Goal 1: According to the rules text, what is the minimum weight of a car built to the Mountain Motor formula?

MM Pro Stock Car at this event is a non-championship race featuring the Mountain Motor formula, which has no engine displacement limit, can use carburetors or electronic fuel injection, and weighs a minimum of 2,450 pounds, compared to the NHRA Pro Stock formula that features electronic fuel injection, a 500ci (8193cc) engine displacement limit, and 2,350 pounds weight. All two-lane Mountain Motor races (except Charlotte) will feature eight-car fields. The four-lane Charlotte round will feature a full 16-car field.

===Additional Rules for Specially Marked Races===
4 Lanes: The Four-Wide Nationals in both Las Vegas and Charlotte in the spring will compete with cars on four lanes.
- All cars will qualify on each lane as all four lanes will be used in qualifying.
- Three rounds with cars using all four lanes.
- In Rounds One and Two, the top two drivers (of four) will advance to the next round.
- The pairings are set as follows:
  - Race One: 1, 8, 9, 16
  - Race Two: 4, 5, 12, 13
  - Race Three: 2, 7, 10, 15
  - Race Four: 3, 6, 11, 14
  - Semifinal One: Top two in Race One and Race Two
  - Semifinal Two: Top two in Race Three and Race Four
  - Finals: Top two in Semifinal One and Semifinal Two
- Lane choice determined by times in previous round. In first round, lane choice determined by fastest times.
- Drivers who advance in Rounds One and Two will receive 20 points for each round advancement.

Goal 2: Find each line in the records below that contains the string "dome" and copy those lines. Case counts.

Records for location labeling:
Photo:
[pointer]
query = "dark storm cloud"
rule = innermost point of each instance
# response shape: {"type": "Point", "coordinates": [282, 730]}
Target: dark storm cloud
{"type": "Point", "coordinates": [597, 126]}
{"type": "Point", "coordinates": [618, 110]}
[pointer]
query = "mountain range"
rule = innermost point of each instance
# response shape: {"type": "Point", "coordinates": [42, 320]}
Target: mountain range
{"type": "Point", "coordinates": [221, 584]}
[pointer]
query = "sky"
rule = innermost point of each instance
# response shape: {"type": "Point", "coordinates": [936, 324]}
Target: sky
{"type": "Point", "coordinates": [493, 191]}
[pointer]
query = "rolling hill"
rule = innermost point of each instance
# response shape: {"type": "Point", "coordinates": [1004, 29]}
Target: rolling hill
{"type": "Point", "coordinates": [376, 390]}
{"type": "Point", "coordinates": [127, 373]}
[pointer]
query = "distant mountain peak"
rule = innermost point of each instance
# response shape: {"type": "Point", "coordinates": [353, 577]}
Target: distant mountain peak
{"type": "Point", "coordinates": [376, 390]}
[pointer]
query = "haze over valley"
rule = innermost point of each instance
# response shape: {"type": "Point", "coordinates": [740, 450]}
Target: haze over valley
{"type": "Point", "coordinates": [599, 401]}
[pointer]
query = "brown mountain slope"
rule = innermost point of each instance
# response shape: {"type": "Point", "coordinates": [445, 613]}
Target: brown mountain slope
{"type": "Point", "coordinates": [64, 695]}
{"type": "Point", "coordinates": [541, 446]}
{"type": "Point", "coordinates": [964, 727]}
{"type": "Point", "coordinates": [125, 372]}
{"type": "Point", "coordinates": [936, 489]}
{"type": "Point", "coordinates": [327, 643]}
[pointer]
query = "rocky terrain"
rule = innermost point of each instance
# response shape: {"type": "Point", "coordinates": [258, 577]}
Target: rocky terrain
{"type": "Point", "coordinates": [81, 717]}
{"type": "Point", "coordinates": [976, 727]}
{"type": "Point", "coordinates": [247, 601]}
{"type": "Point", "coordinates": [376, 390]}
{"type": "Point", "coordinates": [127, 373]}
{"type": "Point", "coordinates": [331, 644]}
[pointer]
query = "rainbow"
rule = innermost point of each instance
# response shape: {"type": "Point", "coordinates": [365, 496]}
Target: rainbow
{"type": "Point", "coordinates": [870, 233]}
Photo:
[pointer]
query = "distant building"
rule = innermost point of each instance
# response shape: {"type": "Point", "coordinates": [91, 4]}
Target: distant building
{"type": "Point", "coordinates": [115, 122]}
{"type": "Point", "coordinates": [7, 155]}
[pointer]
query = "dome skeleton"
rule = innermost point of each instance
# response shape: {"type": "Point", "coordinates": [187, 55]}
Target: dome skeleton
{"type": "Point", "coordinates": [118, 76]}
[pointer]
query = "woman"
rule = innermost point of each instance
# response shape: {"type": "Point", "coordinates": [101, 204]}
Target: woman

Worked solution 1: 2,450 pounds.

Worked solution 2:
query = "dome skeleton"
Target: dome skeleton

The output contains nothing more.